→ **What the task asks**
Look through the material below and copy exactly the lines from the line with "negative clicks: (323, 346)" to the line with "box: [203, 494, 376, 548]", those two lines included.

*** Data shown Section Begins ***

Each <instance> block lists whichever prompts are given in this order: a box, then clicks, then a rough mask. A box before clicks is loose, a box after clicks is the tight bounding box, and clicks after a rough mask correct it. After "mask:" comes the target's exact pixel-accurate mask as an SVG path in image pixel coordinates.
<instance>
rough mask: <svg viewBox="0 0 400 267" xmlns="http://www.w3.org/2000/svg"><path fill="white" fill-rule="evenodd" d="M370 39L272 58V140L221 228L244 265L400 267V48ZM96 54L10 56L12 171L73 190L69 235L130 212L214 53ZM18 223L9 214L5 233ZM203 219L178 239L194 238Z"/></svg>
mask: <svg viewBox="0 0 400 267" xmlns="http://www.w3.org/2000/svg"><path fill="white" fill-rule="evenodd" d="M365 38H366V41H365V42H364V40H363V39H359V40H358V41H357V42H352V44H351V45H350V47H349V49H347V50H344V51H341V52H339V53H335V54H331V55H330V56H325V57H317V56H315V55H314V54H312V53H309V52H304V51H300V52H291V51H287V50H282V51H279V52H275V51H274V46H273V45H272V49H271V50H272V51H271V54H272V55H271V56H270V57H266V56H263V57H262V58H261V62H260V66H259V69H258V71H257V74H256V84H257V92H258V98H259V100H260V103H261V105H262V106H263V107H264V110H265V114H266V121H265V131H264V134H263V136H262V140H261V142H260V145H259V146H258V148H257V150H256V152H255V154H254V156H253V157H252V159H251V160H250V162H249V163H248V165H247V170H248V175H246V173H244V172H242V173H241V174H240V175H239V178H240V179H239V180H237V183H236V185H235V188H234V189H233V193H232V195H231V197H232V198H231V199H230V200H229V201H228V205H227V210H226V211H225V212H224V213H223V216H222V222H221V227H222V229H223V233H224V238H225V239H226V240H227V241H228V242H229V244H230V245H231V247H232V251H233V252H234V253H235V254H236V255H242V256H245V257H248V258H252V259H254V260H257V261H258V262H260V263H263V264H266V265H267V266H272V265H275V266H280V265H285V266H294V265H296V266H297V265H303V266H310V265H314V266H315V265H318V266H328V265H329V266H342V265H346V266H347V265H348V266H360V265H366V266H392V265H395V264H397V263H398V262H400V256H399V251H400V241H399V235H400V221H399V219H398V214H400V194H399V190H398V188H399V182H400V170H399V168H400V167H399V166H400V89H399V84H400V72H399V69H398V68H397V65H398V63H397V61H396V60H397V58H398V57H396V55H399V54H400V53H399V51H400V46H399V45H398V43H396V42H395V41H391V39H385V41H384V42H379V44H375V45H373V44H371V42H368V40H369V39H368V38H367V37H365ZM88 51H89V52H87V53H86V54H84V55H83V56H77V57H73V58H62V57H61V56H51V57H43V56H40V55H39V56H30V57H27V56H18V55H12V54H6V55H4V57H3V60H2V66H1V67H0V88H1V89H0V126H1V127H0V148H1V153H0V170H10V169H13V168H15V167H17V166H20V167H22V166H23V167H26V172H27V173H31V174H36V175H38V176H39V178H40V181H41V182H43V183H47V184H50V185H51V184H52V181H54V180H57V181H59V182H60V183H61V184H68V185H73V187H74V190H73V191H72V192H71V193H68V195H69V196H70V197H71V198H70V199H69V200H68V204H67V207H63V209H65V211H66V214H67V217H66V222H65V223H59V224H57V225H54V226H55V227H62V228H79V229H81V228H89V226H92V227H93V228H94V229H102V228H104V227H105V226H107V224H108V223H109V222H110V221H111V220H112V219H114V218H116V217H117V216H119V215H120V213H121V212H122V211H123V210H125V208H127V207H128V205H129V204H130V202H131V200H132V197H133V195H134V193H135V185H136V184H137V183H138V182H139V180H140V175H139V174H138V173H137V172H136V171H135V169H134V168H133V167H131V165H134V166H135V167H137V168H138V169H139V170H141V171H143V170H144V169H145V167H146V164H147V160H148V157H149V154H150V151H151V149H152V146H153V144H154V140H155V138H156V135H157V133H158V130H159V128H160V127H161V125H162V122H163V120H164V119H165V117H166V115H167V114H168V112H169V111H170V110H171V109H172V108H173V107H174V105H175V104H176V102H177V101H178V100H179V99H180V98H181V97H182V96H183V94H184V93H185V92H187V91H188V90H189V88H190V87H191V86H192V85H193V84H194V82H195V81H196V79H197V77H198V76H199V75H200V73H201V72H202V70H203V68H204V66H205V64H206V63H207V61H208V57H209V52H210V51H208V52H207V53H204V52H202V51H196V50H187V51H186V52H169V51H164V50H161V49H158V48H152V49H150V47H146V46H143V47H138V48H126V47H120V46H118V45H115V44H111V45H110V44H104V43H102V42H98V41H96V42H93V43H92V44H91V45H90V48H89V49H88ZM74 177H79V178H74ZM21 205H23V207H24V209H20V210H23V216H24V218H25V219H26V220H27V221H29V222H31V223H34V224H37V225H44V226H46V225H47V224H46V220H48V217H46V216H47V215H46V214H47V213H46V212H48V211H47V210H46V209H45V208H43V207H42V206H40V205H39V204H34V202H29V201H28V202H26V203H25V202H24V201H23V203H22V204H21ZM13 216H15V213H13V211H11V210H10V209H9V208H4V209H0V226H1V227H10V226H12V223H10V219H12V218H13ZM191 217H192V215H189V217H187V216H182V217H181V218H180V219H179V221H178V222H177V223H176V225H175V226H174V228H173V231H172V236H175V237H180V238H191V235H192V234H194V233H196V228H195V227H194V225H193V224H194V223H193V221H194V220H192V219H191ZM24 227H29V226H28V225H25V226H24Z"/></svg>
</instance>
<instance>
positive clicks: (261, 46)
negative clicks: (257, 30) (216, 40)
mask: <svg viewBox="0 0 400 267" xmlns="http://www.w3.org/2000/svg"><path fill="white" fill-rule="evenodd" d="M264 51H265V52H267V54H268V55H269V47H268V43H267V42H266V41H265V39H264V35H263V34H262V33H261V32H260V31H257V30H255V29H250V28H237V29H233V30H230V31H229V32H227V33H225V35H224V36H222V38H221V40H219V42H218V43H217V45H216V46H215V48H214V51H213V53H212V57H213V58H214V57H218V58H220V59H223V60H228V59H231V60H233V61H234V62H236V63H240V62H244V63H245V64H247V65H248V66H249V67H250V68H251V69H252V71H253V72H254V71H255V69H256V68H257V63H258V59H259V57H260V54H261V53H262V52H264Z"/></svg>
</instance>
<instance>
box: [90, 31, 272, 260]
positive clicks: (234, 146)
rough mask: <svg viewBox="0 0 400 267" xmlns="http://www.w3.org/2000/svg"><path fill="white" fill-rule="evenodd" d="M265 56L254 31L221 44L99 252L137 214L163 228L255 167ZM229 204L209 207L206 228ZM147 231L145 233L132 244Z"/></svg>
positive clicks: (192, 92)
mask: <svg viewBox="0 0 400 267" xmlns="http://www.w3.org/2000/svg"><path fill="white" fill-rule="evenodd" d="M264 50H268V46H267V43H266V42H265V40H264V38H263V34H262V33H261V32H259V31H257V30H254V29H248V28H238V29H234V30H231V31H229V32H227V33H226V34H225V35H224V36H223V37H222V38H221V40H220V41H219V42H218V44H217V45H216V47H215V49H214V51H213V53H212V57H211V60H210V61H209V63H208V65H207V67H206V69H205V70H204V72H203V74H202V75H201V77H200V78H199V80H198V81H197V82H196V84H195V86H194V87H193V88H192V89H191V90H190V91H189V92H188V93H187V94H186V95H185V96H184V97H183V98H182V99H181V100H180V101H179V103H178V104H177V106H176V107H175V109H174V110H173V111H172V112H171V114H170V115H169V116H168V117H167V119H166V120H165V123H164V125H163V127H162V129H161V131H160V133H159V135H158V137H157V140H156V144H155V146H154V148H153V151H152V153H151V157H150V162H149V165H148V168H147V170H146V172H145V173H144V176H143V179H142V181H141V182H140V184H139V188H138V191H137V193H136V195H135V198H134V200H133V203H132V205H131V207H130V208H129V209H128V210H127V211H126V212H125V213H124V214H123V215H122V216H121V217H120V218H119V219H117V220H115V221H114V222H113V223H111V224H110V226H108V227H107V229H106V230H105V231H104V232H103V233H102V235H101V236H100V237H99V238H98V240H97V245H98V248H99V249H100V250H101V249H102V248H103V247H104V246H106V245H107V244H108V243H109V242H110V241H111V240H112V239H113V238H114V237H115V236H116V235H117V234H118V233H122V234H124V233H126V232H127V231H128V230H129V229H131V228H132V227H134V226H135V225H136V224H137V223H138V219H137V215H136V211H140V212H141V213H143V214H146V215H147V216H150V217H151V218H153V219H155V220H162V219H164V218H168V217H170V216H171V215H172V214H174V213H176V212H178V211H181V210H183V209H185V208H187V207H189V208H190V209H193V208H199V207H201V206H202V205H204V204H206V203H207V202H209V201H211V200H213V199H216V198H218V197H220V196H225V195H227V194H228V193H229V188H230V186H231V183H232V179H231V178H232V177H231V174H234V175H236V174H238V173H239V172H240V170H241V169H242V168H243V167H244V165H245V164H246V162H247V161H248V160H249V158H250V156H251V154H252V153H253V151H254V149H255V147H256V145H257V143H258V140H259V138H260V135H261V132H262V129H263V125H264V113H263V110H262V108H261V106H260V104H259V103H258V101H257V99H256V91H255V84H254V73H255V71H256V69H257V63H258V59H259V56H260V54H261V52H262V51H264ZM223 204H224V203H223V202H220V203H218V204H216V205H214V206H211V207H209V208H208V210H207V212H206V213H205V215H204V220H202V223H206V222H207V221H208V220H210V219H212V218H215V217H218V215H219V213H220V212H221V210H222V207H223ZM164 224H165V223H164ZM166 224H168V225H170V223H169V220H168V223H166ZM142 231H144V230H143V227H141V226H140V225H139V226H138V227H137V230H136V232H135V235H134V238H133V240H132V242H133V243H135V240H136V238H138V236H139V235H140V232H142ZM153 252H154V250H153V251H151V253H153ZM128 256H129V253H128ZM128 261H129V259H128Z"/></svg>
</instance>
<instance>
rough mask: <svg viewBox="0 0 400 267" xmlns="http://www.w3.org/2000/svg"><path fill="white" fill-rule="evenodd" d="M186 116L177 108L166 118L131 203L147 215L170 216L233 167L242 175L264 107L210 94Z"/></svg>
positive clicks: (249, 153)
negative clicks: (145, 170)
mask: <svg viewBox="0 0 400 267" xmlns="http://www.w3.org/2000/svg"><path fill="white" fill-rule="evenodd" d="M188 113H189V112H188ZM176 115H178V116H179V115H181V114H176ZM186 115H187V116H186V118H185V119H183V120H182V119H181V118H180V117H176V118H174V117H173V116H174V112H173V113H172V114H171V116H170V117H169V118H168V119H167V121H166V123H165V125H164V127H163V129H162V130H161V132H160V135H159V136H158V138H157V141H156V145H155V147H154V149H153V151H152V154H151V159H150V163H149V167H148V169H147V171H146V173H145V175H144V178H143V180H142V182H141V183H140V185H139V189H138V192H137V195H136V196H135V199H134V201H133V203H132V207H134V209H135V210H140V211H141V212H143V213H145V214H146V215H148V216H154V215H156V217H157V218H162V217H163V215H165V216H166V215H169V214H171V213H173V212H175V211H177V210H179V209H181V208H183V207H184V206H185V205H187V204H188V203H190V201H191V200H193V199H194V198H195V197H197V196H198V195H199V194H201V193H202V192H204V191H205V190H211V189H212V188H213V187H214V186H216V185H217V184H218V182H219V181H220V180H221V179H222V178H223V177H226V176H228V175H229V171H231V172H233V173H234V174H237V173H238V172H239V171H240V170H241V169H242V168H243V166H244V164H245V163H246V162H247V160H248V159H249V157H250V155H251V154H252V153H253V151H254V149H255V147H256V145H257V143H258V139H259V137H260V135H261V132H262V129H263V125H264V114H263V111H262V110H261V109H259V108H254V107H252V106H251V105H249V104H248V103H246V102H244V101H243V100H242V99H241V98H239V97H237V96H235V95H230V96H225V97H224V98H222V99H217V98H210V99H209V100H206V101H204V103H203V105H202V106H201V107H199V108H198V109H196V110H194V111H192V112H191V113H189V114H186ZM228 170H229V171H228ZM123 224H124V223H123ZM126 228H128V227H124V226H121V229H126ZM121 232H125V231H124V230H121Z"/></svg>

*** Data shown Section Ends ***
*** Data shown Section Begins ***

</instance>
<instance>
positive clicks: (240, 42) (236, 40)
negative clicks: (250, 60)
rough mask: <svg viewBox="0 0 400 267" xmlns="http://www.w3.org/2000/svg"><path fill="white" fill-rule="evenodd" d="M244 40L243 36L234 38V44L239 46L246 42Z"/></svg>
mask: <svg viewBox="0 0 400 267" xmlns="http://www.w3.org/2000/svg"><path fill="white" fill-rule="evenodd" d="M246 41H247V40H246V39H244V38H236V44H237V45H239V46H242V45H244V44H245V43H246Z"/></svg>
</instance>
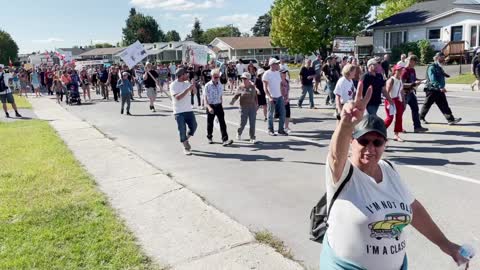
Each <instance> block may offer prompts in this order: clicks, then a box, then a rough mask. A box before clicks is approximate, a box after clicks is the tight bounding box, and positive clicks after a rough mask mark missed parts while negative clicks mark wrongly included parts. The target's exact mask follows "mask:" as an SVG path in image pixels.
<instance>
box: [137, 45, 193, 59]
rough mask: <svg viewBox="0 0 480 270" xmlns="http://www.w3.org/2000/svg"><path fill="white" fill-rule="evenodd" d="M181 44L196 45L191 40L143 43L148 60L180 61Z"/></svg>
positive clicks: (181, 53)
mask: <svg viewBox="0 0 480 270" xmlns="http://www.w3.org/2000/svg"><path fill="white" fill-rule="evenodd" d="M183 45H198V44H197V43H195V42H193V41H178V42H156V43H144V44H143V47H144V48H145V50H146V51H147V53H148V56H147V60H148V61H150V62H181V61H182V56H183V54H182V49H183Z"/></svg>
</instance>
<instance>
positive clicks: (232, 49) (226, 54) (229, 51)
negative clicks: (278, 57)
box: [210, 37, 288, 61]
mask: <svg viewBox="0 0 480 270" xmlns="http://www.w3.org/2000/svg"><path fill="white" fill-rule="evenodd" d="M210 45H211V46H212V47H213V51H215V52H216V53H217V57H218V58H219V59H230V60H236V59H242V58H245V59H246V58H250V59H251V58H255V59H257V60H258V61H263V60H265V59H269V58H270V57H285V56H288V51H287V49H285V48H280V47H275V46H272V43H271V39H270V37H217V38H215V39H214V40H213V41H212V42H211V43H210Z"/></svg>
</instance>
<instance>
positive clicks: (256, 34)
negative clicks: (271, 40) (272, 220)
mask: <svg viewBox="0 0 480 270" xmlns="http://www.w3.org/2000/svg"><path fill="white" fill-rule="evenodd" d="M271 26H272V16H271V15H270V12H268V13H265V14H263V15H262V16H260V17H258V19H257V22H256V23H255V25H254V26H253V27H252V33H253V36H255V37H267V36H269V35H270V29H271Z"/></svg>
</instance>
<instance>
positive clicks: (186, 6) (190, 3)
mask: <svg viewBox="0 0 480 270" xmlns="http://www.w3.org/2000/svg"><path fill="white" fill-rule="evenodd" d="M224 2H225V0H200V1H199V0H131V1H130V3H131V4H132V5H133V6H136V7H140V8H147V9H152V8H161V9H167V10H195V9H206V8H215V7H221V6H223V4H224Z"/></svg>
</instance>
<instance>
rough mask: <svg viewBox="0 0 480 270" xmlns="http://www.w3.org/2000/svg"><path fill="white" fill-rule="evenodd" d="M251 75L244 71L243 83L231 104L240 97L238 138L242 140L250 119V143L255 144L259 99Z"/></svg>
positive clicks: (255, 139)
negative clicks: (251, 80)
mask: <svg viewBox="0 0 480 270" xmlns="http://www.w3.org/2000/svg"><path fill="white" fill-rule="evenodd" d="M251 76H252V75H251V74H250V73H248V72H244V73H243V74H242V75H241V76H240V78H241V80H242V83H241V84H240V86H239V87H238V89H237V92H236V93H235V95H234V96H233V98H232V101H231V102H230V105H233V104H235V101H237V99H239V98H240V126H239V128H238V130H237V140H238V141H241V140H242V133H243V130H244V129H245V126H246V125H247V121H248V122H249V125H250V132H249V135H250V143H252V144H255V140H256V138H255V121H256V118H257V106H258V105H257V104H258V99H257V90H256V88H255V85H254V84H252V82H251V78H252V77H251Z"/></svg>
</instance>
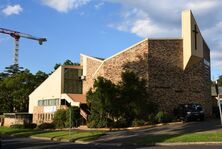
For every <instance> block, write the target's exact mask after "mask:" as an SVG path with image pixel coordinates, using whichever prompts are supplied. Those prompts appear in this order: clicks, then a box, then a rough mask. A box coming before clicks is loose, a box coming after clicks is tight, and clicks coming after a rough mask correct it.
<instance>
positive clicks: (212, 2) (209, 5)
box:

*** Data shown Section Ends ***
*** Data shown Section Begins ***

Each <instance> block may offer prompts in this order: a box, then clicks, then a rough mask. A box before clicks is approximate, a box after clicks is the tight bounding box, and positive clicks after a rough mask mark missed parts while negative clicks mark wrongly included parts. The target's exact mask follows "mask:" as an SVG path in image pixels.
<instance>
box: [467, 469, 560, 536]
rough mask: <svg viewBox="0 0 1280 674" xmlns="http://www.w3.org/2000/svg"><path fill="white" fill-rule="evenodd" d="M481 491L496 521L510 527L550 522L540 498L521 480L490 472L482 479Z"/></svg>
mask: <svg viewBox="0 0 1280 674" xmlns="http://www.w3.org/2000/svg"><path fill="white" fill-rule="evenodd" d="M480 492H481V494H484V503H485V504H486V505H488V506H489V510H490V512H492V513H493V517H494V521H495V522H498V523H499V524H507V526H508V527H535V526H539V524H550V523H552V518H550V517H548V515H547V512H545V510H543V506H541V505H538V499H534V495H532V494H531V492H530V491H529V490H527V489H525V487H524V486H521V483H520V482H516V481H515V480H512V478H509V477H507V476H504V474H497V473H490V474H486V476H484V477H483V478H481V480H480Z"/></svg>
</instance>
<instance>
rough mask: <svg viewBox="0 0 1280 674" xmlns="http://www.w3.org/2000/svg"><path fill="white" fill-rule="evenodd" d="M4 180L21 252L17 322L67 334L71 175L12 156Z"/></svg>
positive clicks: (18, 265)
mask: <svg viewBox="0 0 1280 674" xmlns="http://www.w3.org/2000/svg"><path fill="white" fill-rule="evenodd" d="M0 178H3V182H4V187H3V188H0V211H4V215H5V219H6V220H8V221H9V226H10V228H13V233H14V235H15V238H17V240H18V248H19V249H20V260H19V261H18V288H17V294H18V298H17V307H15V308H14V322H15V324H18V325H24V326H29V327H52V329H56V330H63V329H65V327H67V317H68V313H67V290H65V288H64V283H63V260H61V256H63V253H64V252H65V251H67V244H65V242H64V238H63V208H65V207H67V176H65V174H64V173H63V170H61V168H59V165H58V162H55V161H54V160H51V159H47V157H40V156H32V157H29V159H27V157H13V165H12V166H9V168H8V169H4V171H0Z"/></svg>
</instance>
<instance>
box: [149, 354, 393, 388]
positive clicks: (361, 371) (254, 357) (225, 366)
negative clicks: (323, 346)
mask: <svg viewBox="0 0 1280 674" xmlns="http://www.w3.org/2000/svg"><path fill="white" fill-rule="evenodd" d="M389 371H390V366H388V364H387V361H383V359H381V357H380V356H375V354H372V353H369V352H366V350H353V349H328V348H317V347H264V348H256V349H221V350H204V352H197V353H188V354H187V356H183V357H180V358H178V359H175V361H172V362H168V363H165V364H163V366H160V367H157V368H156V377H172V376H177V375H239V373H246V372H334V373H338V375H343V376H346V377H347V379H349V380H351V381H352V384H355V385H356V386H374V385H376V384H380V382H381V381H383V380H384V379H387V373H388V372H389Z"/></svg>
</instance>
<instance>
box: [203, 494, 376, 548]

*** Data shown Section Ends ***

→ **Task result**
negative clicks: (323, 346)
mask: <svg viewBox="0 0 1280 674" xmlns="http://www.w3.org/2000/svg"><path fill="white" fill-rule="evenodd" d="M389 371H390V366H388V364H387V361H383V359H381V357H380V356H375V354H372V353H369V352H366V350H353V349H328V348H317V347H264V348H256V349H221V350H204V352H197V353H188V354H187V356H183V357H180V358H178V359H175V361H172V362H168V363H165V364H163V366H160V367H157V368H156V377H172V376H177V375H239V373H246V372H334V373H338V375H343V376H346V377H347V379H349V380H351V381H352V384H355V385H356V386H374V385H376V384H380V382H381V381H383V380H384V379H387V373H388V372H389Z"/></svg>
</instance>
<instance>
box: [203, 494, 376, 548]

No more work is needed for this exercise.